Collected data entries
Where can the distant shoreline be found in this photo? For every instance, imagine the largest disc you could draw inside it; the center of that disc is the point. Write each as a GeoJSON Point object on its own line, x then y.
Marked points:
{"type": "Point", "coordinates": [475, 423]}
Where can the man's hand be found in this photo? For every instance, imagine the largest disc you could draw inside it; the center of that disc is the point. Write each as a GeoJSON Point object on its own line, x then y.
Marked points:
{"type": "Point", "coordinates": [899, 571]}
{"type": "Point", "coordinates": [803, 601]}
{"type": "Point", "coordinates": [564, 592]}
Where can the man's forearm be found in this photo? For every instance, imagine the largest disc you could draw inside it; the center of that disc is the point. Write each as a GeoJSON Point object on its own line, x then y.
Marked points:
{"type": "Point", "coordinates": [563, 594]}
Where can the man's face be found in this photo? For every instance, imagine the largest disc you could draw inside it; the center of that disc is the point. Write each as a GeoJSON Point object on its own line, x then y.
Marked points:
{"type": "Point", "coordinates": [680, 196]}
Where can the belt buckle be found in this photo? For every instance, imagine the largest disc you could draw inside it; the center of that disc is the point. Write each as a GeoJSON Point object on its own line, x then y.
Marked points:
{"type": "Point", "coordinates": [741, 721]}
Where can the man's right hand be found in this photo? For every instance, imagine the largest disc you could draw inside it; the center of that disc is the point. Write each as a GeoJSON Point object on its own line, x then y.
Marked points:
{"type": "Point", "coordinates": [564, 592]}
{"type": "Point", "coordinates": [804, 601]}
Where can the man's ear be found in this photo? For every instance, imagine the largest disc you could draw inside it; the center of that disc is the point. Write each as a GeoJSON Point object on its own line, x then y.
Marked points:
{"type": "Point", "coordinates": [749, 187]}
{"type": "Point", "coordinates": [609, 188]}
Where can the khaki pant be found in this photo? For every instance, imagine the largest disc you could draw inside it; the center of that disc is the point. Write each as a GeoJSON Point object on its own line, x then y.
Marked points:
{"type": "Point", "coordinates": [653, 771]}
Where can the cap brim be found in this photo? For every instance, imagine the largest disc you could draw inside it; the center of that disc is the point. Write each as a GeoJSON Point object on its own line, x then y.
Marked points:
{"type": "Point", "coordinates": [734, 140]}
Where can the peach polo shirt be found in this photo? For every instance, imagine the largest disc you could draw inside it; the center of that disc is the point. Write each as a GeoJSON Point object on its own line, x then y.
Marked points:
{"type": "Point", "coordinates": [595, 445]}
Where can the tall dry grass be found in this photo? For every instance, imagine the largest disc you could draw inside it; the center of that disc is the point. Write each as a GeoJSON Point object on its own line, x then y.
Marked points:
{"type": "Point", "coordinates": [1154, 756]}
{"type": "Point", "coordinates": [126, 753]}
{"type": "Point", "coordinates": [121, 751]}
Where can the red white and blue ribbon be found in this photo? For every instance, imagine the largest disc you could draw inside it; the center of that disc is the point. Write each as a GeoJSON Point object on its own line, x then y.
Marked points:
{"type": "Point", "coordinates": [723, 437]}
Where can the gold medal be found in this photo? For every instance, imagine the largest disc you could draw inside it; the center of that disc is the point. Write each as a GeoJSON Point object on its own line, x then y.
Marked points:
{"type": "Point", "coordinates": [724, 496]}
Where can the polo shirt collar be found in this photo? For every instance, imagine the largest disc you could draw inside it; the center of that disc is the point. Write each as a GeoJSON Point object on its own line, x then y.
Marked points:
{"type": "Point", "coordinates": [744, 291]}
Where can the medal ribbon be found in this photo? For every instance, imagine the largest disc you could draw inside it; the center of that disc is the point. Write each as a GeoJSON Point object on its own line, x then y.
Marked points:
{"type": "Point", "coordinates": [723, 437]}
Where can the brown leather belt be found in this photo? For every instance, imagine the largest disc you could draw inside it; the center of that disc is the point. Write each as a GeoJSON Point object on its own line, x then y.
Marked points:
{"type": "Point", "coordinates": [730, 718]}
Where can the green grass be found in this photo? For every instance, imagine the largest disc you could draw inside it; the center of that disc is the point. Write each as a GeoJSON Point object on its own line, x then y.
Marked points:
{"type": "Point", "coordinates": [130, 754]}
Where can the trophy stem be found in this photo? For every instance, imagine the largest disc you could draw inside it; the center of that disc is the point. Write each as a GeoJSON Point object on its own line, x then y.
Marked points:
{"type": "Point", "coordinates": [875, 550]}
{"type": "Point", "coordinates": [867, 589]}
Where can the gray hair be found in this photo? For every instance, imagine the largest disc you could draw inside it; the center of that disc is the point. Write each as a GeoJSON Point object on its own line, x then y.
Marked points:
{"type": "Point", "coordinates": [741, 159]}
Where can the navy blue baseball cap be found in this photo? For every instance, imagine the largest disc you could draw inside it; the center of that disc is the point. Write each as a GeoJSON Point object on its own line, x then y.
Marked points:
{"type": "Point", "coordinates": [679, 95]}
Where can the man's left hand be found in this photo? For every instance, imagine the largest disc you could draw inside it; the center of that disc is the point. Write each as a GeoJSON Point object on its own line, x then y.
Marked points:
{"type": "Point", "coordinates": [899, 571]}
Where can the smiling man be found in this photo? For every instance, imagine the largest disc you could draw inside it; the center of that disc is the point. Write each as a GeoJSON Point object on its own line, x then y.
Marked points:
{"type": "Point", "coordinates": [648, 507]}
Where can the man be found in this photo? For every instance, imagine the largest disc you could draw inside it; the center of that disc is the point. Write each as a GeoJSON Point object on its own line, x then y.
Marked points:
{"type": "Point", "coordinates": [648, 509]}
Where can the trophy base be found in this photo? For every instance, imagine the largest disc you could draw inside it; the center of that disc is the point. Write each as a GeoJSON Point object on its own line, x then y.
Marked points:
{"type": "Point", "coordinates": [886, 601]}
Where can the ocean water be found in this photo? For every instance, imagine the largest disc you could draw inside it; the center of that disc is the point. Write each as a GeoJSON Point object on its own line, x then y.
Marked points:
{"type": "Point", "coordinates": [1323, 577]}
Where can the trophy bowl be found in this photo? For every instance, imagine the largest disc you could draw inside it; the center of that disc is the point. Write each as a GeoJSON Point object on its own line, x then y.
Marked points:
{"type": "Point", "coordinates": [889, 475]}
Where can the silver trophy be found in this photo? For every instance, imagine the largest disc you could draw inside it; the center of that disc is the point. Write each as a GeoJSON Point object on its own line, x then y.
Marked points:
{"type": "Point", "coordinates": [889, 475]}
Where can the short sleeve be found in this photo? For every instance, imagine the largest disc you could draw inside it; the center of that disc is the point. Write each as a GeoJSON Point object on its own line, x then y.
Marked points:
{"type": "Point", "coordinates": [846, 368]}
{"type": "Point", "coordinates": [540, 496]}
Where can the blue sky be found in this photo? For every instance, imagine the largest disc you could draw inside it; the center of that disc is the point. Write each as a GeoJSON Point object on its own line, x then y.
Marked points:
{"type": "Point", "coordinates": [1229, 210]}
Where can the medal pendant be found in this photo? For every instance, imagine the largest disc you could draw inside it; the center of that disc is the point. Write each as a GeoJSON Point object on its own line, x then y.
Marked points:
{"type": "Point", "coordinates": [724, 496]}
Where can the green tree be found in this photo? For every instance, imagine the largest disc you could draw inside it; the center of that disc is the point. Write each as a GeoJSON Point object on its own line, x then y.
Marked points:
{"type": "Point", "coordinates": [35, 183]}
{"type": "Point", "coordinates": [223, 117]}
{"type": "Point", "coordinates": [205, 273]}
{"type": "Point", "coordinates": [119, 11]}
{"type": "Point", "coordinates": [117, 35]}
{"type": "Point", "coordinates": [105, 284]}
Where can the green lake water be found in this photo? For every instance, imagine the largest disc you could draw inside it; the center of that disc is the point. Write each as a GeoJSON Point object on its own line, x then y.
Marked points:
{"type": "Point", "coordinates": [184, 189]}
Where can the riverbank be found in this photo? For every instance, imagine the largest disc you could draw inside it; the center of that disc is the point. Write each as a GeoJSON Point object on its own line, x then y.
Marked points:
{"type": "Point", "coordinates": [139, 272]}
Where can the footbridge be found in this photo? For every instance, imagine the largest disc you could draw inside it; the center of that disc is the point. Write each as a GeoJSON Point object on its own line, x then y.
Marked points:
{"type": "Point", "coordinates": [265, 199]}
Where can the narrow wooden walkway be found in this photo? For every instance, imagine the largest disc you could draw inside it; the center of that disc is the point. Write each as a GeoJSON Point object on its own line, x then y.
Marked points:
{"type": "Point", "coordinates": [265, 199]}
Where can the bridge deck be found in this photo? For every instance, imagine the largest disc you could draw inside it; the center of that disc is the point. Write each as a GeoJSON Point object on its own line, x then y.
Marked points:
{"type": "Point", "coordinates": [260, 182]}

- TASK OBJECTIVE -
Take every line from the data that includes the word "medal".

- OUTPUT OF THE EXERCISE -
Where can the gold medal be found in this photo? For every instance, imagine the largest disc you could draw inside it; the center of that disc is the point. Write each as a GeoJSON Point object on its own line, x then y.
Where can the medal ribbon be found in this photo? For every instance, imagine the largest disc you could draw inside it; the center of that disc is the point. Write each as a GeoJSON Point object on its own line, x then y.
Where can the medal pendant be found in this photo? For every instance, imagine the largest disc you could draw inside it; the center of that disc is the point. Write each as a GeoJSON Point object on its own line, x then y.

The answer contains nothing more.